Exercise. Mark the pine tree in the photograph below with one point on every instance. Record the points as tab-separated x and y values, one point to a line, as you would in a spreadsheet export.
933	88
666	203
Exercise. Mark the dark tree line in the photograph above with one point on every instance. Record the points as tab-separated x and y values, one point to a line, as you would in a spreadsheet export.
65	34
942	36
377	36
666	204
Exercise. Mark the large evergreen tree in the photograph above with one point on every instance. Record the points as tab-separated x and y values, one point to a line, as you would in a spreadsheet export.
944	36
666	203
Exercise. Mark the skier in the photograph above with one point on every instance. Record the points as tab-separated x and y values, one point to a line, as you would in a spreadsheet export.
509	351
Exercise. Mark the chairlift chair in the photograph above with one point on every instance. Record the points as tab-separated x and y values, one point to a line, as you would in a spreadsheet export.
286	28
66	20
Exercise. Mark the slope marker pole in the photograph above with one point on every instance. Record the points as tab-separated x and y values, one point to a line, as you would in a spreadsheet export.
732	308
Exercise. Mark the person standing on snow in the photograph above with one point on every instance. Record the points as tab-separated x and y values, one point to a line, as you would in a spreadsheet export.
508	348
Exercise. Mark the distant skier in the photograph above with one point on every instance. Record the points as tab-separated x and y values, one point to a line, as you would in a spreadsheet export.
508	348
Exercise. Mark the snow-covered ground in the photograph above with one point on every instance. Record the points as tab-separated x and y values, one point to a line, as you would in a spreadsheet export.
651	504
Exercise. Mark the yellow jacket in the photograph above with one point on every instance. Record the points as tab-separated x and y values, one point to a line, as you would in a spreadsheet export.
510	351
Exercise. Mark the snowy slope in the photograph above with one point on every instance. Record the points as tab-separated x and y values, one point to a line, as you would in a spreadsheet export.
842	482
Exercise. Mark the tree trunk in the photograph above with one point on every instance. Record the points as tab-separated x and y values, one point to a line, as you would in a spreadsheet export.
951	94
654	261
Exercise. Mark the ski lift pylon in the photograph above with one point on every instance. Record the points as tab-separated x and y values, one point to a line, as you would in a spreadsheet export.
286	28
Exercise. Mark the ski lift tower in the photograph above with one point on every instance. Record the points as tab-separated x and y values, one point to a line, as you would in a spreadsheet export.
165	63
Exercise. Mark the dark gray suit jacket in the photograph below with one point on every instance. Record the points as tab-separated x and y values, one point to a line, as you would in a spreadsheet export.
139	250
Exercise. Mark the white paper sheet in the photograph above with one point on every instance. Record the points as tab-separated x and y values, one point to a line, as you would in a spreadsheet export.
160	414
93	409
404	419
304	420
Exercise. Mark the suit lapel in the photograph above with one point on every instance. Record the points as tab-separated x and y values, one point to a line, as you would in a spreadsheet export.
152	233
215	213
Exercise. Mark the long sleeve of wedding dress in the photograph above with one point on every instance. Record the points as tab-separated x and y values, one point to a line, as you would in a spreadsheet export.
******
Repeat exactly the lines starting at the line with "Exercise. Mark the yellow" and ending with the final line of the entries. Include nothing else.

Exercise. Mark the yellow jacket in the photograph above with one point on every instance. Record the points as tab-separated x and y values, one point to a line, as you would in a spreadsheet export.
510	351
Exercise. Mark the snowy slope in the photograph above with one point on every instance. Record the points as tab-separated x and y values, one point to a line, as you would in a spreadsheet export.
842	482
Exercise. Mark the tree trunk in the photograph above with one point on every instance. Record the points as tab-separated x and y values, one point to a line, as you would in a spreadsheet export.
951	94
654	261
Exercise. Mark the ski lift pylon in the photograph above with one point on every instance. Record the points as tab-separated x and y values, one point to a line, as you would in a spreadsheet export.
286	28
Exercise. Mark the ski lift tower in the photograph above with one point on every instance. Record the points as tab-separated x and y values, one point to a line, as you would in a spreadsheet export.
165	63
Exercise. Mark the dark gray suit jacket in the photograph below with one point on every instance. Record the points as tab-separated x and y values, one point to a line, as you would in a spreadsheet export.
139	250
Exercise. Mark the white paper sheet in the photograph above with one point on every instance. Record the points as tab-separated x and y values, one point to a line, as you would in a spreadsheet export.
160	414
93	409
404	419
304	420
Exercise. Mark the suit lapel in the photograph above with one point on every instance. Record the points as tab-separated x and y values, one point to a line, as you would in a spreadsheet export.
152	233
215	213
Exercise. Mark the long sleeve of wedding dress in the photograph above with one point on every instance. Record the points as tab-separated x and y values, one point to a line, as you would in a spreadsheet export.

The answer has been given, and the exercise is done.